● **Activity**
Please set down the passage below on millennials and home buying word for word, everything from "We’re currently in" down to "for a mortgage.".

● **Extract provided**
##############################

We’re currently in an extreme sellers’ market. When homes are listed, particularly starter homes, they often go quickly, many times with multiple offers.
As if this situation hasn’t made home buying difficult enough, another obstacle many millennials face is not qualifying for a mortgage from not having a high-enough credit score or lacking long-term credit history. One option may be for millennials to invest with their parents, living with them or renting the home from them.
Obstacles millennials and younger buyers face
Fewer of the millennials ages 25 to 34 own homes than Generation X and baby boomers did when they were that age. The homeownership of millennials is eight percentage points lower than the other two cohorts. Here are some reasons:
- Student-loan debt, which doubled from 1998 to 2016, makes it difficult for these millennials to qualify for a mortgage.
- Millennials tend to rent longer than their predecessors in expensive cities, particularly before COVID-19, and that prevents them from saving for a down payment.

##############################

● **Dataset entries**
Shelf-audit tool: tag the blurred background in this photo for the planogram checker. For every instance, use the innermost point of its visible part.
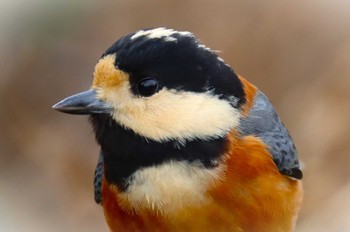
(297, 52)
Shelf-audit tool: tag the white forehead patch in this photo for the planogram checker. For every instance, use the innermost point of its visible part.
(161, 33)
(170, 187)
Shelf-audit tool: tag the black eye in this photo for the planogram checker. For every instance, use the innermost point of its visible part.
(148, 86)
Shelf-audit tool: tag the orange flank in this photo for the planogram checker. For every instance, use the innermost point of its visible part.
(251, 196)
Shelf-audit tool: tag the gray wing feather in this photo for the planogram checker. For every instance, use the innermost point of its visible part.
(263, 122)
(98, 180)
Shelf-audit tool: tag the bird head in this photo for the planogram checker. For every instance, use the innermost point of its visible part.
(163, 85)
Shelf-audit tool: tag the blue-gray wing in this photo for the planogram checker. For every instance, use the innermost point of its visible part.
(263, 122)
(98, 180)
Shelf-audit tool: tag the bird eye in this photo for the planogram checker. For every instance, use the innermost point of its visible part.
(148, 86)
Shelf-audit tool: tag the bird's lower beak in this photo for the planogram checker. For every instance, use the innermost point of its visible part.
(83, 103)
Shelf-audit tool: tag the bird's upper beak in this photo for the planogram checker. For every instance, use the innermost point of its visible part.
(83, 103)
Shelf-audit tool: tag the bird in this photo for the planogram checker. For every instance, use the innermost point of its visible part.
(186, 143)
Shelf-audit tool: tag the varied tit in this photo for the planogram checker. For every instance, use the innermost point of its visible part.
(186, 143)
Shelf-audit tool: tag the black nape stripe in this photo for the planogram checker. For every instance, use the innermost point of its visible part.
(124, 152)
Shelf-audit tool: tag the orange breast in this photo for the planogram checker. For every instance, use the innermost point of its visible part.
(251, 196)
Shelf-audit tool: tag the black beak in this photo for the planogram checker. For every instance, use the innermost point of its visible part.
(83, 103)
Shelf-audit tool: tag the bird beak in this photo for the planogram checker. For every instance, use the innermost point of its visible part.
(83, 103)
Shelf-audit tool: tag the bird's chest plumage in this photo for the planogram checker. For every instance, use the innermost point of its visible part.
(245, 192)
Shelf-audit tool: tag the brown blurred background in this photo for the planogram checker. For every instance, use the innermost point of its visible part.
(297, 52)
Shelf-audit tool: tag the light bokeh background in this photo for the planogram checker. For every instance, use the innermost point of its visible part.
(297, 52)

##############################

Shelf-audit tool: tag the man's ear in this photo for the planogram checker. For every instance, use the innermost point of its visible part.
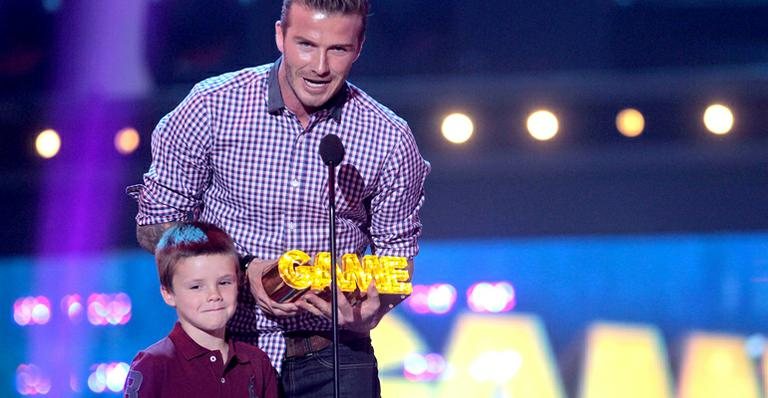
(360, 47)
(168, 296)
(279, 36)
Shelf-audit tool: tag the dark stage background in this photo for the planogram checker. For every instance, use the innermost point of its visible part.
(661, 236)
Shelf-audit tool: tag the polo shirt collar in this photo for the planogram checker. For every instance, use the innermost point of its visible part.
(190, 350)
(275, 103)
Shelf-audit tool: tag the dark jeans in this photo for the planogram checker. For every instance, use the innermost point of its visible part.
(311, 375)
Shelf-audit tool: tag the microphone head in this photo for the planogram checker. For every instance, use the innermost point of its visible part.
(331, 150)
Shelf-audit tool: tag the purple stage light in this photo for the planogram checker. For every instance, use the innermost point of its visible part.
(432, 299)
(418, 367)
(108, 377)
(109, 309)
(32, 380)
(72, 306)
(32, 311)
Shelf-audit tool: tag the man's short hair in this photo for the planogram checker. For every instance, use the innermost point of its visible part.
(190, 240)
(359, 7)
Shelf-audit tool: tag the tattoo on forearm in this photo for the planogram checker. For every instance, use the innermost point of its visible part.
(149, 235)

##############################

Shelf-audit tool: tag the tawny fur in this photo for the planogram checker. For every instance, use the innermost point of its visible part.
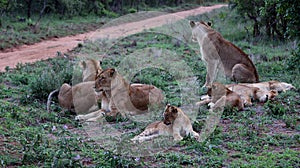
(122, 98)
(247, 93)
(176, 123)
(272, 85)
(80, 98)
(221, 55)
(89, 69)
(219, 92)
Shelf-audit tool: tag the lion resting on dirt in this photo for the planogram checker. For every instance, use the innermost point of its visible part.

##############################

● **Answer for the task**
We’re currently in an extreme sellers’ market. When homes are listed, particularly starter homes, they often go quickly, many times with multiple offers.
As if this situation hasn’t made home buying difficult enough, another obstacle many millennials face is not qualifying for a mortgage from not having a high-enough credit score or lacking long-term credit history. One option may be for millennials to invest with their parents, living with them or renting the home from them.
Obstacles millennials and younger buyers face
Fewer of the millennials ages 25 to 34 own homes than Generation X and baby boomers did when they were that age. The homeownership of millennials is eight percentage points lower than the other two cohorts. Here are some reasons:
- Student-loan debt, which doubled from 1998 to 2016, makes it difficult for these millennials to qualify for a mortgage.